# [Prompt]
Only the lines from the one containing "of the bare" to the end of the entries should be written out, each exactly as it stands, both ends included.

# [Labeled-object pointing entries]
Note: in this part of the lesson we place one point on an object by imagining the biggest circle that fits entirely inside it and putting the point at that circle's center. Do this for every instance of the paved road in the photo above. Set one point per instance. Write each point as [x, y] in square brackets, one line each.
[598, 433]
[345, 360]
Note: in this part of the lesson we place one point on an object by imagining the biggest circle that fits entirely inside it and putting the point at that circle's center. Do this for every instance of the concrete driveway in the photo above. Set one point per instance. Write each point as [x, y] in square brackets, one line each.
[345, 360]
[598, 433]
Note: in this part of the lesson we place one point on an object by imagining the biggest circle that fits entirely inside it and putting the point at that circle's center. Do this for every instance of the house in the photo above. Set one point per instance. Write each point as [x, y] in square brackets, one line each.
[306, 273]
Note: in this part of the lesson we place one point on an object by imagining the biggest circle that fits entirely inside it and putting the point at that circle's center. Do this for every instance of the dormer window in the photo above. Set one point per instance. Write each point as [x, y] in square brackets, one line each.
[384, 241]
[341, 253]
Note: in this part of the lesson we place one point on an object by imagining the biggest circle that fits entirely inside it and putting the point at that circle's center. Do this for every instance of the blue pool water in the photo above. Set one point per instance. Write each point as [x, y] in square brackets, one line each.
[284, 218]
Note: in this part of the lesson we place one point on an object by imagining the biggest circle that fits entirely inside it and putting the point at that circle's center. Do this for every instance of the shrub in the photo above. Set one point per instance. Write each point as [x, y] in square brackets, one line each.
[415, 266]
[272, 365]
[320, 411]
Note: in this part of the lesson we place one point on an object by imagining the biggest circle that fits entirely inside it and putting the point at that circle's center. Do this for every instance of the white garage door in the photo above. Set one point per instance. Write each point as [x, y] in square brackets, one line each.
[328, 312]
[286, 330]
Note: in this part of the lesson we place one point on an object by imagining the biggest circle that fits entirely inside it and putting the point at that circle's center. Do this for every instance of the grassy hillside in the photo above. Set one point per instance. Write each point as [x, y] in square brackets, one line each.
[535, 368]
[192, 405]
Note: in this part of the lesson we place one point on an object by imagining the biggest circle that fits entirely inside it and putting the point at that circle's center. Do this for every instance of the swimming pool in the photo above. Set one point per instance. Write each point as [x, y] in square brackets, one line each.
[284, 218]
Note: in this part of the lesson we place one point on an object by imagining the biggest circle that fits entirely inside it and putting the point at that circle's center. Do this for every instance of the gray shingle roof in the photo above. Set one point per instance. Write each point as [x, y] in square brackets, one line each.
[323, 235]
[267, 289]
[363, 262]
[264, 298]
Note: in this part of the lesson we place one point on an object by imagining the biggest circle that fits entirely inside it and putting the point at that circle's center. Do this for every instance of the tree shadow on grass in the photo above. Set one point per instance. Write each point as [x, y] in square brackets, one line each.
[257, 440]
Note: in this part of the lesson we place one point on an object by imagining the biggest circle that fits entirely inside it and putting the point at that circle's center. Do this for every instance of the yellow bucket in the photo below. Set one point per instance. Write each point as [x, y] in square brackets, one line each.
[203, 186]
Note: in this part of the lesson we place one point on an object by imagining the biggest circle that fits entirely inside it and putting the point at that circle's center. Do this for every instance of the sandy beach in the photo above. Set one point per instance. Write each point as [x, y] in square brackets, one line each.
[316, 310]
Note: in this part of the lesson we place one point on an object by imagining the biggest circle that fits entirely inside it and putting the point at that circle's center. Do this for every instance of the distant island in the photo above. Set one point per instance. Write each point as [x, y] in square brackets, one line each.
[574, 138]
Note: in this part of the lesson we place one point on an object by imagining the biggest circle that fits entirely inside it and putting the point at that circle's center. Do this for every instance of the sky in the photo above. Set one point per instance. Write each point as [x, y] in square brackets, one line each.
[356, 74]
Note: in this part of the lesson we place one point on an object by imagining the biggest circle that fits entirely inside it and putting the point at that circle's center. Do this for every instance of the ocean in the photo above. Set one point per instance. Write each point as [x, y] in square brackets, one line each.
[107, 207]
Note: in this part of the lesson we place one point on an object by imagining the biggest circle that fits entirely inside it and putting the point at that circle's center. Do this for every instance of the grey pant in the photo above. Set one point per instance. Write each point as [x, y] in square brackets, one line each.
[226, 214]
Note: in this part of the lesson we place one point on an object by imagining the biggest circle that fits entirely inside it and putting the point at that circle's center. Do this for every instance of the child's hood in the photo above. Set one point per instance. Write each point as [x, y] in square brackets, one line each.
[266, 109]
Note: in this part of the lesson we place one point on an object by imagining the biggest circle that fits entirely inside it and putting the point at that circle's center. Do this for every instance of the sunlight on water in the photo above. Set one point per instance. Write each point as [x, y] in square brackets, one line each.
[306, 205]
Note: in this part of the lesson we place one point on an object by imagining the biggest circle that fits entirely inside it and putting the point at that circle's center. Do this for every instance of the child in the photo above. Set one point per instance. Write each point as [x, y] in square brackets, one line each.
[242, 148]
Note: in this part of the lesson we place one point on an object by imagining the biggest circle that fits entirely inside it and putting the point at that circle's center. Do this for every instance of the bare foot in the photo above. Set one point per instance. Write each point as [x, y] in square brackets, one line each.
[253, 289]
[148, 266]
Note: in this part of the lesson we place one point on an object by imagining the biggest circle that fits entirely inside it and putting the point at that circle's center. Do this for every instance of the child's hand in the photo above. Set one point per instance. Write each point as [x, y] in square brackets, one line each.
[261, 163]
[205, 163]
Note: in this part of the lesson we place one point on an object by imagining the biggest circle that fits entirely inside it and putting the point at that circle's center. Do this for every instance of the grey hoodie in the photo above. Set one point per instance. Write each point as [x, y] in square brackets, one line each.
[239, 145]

# [Answer to this problem]
Note: in this part of the lesson we place one point on an object by imagining the biggest circle that fits entirely inside it and putting the point at that circle's center. Do this for every instance of the bare foot in the photo above. Set one point per instance. Write each point as [x, y] in square brackets, one line each.
[253, 289]
[148, 266]
Note: in this part of the lesson we place one point on an object by imagining the biggest circle that fits entirely inside it and putting the point at that circle's center. Do this for every instance of the child's hand in the photo above. Set one point per instance. Write each point as [x, y] in square brackets, one line each.
[261, 163]
[205, 163]
Note: in this part of the lesson we place one point on an object by imagining the biggest circle that fits entirely inside it and putting the point at that circle's center. Do this for every instance of the grey hoodie in the photo above. Set one point per instance. Write each point as [x, y] in square brackets, one line each.
[239, 145]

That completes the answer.